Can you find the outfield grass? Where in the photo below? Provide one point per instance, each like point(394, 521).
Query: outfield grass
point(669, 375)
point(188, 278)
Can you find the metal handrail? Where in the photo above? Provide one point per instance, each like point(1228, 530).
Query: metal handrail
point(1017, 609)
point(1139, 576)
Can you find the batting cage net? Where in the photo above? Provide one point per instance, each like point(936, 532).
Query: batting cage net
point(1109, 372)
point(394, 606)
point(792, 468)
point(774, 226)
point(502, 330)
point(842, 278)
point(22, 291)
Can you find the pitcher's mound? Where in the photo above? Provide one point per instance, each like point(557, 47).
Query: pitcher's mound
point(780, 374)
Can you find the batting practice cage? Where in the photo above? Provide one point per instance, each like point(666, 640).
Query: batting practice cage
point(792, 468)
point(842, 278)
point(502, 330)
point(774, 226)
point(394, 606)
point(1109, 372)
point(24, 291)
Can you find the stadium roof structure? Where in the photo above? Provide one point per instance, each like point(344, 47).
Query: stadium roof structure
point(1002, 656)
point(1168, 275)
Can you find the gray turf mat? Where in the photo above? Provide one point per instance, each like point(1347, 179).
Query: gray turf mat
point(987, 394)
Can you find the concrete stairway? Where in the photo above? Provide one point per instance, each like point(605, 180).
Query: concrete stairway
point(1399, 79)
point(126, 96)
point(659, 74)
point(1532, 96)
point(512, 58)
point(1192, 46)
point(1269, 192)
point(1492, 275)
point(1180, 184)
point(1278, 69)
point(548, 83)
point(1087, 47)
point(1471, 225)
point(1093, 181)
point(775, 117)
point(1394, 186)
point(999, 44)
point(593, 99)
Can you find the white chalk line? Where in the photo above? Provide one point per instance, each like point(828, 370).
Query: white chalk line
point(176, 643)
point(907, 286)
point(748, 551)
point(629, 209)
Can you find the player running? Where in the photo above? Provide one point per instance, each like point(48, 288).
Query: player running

### Required work
All lines above holding the word "photo" make up the answer; copy each one.

### Output for this exercise
Can you find the outfield grass? Where in the photo below? Provide one point per instance, each like point(394, 521).
Can you find the metal handrail? Where in the photo above? Provide one point per instance, each like point(1228, 530).
Can you find the batting cage net? Where in the photo above? Provide one point per instance, each like point(936, 532).
Can you find the pitcher's mound? Where in the photo above? Provide one point per instance, each like point(557, 47).
Can you find the batting practice cage? Where in the photo above? Provide one point per instance, each like point(666, 640).
Can you find the stadium roof structure? Where in the photo above? Provide one point per instance, each like point(344, 47).
Can you find the gray turf mat? Where in the photo above? Provide one point per instance, each like point(1347, 179).
Can you find the concrete stairway? Where in the photo above? Provide one point per instance, each like point(605, 180).
Can you find the white chalk line? Where in the photo above? Provide one point per instance, each like point(828, 370).
Can you find the player running? Where in the photo above? Provide one point per instance, each like point(48, 288).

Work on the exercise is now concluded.